Entries shown ▸

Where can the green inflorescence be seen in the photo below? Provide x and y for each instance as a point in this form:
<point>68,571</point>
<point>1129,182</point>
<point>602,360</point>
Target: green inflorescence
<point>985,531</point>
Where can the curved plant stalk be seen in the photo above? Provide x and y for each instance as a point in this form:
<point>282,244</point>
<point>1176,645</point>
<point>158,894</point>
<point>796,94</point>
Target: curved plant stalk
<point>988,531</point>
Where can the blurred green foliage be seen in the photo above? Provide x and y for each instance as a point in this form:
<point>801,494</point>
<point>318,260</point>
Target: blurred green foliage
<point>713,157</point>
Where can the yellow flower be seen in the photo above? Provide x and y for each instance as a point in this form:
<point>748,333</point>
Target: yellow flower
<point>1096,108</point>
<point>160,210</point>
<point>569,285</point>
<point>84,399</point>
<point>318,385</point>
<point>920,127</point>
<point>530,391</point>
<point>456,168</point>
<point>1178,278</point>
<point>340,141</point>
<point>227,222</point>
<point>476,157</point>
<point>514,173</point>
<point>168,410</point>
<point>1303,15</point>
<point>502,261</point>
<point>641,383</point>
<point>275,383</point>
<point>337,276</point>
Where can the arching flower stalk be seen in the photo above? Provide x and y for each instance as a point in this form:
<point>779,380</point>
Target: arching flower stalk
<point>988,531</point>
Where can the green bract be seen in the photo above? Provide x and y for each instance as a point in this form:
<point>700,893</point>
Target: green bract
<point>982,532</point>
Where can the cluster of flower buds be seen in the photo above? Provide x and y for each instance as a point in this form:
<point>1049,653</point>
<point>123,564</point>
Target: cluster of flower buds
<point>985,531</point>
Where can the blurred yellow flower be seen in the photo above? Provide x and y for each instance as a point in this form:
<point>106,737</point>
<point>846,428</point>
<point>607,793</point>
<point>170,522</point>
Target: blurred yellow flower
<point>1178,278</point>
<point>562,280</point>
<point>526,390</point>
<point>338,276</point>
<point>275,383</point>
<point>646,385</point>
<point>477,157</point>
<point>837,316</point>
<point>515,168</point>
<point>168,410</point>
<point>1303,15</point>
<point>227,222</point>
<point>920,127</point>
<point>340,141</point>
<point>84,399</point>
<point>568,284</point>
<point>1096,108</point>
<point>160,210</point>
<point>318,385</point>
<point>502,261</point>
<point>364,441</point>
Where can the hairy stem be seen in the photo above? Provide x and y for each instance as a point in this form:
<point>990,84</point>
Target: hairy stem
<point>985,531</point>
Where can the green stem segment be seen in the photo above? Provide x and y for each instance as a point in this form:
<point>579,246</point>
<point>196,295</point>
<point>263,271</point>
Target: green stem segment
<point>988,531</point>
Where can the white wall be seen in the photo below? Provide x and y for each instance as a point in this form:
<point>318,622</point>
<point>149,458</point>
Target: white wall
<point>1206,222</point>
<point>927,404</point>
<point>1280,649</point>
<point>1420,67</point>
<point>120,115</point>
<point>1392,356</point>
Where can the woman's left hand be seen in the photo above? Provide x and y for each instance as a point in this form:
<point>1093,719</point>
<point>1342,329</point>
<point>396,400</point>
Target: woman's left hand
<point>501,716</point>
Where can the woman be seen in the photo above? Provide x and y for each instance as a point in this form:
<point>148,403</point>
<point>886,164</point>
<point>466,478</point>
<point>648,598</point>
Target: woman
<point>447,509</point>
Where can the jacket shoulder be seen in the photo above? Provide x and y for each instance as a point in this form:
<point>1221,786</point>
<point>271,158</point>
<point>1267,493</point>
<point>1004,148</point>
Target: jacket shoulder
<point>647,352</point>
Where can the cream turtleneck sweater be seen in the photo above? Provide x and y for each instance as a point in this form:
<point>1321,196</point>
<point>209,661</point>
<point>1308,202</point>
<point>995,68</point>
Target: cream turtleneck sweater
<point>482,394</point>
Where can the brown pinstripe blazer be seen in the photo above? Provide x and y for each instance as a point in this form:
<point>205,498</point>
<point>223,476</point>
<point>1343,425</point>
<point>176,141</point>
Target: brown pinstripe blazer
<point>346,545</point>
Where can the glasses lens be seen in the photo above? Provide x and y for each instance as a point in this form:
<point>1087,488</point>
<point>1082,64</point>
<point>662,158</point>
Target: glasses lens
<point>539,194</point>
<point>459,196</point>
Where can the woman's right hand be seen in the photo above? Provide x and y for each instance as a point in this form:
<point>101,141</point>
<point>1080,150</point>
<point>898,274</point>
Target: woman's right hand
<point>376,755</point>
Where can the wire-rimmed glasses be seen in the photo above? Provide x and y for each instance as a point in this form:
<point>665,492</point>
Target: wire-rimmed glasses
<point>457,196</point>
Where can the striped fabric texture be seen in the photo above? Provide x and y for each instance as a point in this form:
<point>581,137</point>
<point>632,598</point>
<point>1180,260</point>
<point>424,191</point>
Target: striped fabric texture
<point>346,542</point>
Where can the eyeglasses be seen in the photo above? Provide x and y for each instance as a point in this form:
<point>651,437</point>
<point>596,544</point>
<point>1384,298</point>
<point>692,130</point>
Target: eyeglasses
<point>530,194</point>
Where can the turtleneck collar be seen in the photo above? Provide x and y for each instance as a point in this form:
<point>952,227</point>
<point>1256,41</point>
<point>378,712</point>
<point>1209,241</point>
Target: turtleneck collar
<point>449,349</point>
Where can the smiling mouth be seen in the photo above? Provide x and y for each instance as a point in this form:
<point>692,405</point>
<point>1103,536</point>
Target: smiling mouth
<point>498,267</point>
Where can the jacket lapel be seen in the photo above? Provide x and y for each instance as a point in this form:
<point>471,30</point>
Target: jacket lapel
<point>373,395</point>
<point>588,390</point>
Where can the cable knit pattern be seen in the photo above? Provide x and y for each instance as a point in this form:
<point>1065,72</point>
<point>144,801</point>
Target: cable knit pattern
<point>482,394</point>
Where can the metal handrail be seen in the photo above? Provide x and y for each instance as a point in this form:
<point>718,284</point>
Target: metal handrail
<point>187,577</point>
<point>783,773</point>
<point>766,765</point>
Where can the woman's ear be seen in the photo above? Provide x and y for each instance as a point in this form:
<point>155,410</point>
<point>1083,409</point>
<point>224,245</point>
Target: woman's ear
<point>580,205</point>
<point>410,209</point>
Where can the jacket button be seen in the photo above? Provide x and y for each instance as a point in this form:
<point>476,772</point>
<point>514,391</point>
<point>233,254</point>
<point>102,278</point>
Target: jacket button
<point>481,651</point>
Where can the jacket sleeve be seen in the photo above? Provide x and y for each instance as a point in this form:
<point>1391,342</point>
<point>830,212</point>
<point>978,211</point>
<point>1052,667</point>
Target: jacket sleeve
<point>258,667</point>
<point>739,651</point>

Given problem ▸
Rewrite all of the records above so that every "Provide" becomes "Give", leaving everything else unchanged.

Response to the exercise ▸
Where can the green inflorescence be seen in the photo below? Give x and y for each instance as a point in this form:
<point>68,571</point>
<point>1129,182</point>
<point>602,360</point>
Target: green inflorescence
<point>985,531</point>
Where can the curved plant stalk be seen in the photo above? Give x and y for each instance as a point in this form:
<point>282,244</point>
<point>1176,645</point>
<point>158,894</point>
<point>796,94</point>
Target: curved plant stalk
<point>988,531</point>
Where can the blurred green foliage be seen in the photo above? Give x and y for each instance as a point in this form:
<point>801,494</point>
<point>318,260</point>
Target: blurred green foliage
<point>713,157</point>
Where can the yellow flower be seen in the photo above? Give x and y for each instance as a point in this form:
<point>748,333</point>
Target: yellow flower
<point>1096,108</point>
<point>160,210</point>
<point>569,285</point>
<point>84,399</point>
<point>318,385</point>
<point>920,127</point>
<point>530,391</point>
<point>456,168</point>
<point>1178,278</point>
<point>340,141</point>
<point>227,222</point>
<point>476,157</point>
<point>514,173</point>
<point>168,410</point>
<point>1303,15</point>
<point>502,261</point>
<point>641,383</point>
<point>275,383</point>
<point>337,276</point>
Where can the arching flower stalk be seen in the photo above? Give x and y for each instance as a point in this form:
<point>779,380</point>
Target: arching flower stalk
<point>988,531</point>
Where can the green bract be seen in the photo above? Give x and y for each instance as a point in this form:
<point>700,893</point>
Target: green bract
<point>982,532</point>
Where can the cluster of flower buds be seen in the photo above? Give x and y for each instance as a point in this form:
<point>1049,653</point>
<point>123,564</point>
Target: cluster of flower buds
<point>985,531</point>
Where can the blurred yellow flower be seen in the photo above? Give x and y for each instance as a point in this form:
<point>106,737</point>
<point>846,428</point>
<point>607,793</point>
<point>170,522</point>
Target: blurred yellow flower
<point>1178,278</point>
<point>562,280</point>
<point>526,390</point>
<point>338,276</point>
<point>275,383</point>
<point>646,385</point>
<point>477,157</point>
<point>837,316</point>
<point>515,168</point>
<point>168,410</point>
<point>1303,15</point>
<point>227,222</point>
<point>920,127</point>
<point>340,141</point>
<point>84,399</point>
<point>568,284</point>
<point>1096,108</point>
<point>160,210</point>
<point>318,385</point>
<point>502,261</point>
<point>364,441</point>
Where can the hairy stem be seen in the photo above? Give x and y for each instance as a point in this form:
<point>990,84</point>
Target: hairy stem
<point>985,531</point>
Where can the green stem segment be seen in the photo above? Give x and y for each instance as a point in this form:
<point>579,246</point>
<point>196,295</point>
<point>263,271</point>
Target: green stem segment
<point>988,531</point>
Where can the white wall be seen in the photo below? Give x and y for each instance as a point in this form:
<point>318,622</point>
<point>149,458</point>
Target: white wall
<point>1206,222</point>
<point>927,404</point>
<point>1280,649</point>
<point>1420,67</point>
<point>120,115</point>
<point>1392,356</point>
Where can the woman's left hand be seen in the photo above? Give x and y for each instance as a point in this form:
<point>1093,719</point>
<point>1342,329</point>
<point>396,400</point>
Target: woman's left hand
<point>501,716</point>
Where can the woman be seen in the photo above? Give x and y for each instance as a point in this form:
<point>148,403</point>
<point>886,164</point>
<point>466,478</point>
<point>648,598</point>
Target: woman
<point>447,509</point>
Where can the jacket shoulder be seen in the photo above? Give x and y for each instance as a point in this form:
<point>1221,786</point>
<point>271,158</point>
<point>1267,493</point>
<point>1004,148</point>
Target: jacket shoulder
<point>647,352</point>
Where can the cream turtleneck sweater be seen in the photo above? Give x and y for each instance as a point in this form:
<point>1321,196</point>
<point>209,661</point>
<point>1308,202</point>
<point>995,68</point>
Target: cream turtleneck sweater
<point>482,394</point>
Where can the brown pinstripe blazer be seen in the photo above? Give x and y for each instance as a point in this form:
<point>205,498</point>
<point>223,476</point>
<point>1343,425</point>
<point>176,141</point>
Target: brown pinstripe blazer
<point>346,545</point>
Where can the glasses lens be seen in the photo above? Give x and y for each instance as a point in this form:
<point>1087,488</point>
<point>1082,64</point>
<point>662,158</point>
Target: glasses lens
<point>539,194</point>
<point>459,196</point>
Where can the woman's right hand be seen in the photo above? Give x and y for each instance as a point in this form:
<point>101,141</point>
<point>1080,150</point>
<point>898,274</point>
Target: woman's right hand
<point>376,755</point>
Where can the wire-rimmed glasses be seen in the photo above? Give x and y for each instance as a point in this form:
<point>665,492</point>
Target: wire-rimmed glasses
<point>457,196</point>
Where can the striped fabric texture be seen in the photo above? Give x and y for each instance as a point in this form:
<point>581,137</point>
<point>632,598</point>
<point>1180,260</point>
<point>424,191</point>
Target: striped fabric texture
<point>346,542</point>
Where can the eyeglasses be seen in the photo above? Give x and y for each instance as a point in this form:
<point>651,437</point>
<point>596,544</point>
<point>1384,298</point>
<point>692,130</point>
Target: eyeglasses
<point>530,194</point>
Where can the turtleneck collar be seen in the photo above? Give x and y for each instance as a point in this form:
<point>952,227</point>
<point>1256,41</point>
<point>378,712</point>
<point>1209,241</point>
Target: turtleneck collar
<point>449,349</point>
Where can the smiling mouth be seen in the photo above? Give x and y for each instance as a point in this form:
<point>692,405</point>
<point>1103,536</point>
Target: smiling mouth
<point>498,267</point>
Where can the jacket lapel be seen in the photo above? Give x and y for each instance as a point in this form:
<point>471,30</point>
Target: jacket lapel
<point>373,395</point>
<point>588,390</point>
Where can the cable knit pattern be seen in the photo above? Give x and y for each instance as a point in this form:
<point>1065,72</point>
<point>144,801</point>
Target: cable knit pattern
<point>482,394</point>
Where can the metal handrail be seen in the photo above? Give x and y for each instance as a point in this form:
<point>718,284</point>
Target: metal handrail
<point>187,577</point>
<point>783,773</point>
<point>766,765</point>
Where can the woman's ear be seen in the photo above? Give x and y for each instance as a point in this form:
<point>155,410</point>
<point>1083,409</point>
<point>224,245</point>
Target: woman's ear
<point>580,205</point>
<point>410,209</point>
Where can the jacket button be seen in the photo above? Give x and y for each instance as a point in this form:
<point>476,772</point>
<point>514,391</point>
<point>233,254</point>
<point>102,278</point>
Target: jacket button
<point>481,651</point>
Where can the jacket sleeve be seen in the photo above? Give x and y for each instance as a point in this form:
<point>1391,342</point>
<point>830,212</point>
<point>978,211</point>
<point>1052,667</point>
Target: jacket sleeve
<point>258,667</point>
<point>739,651</point>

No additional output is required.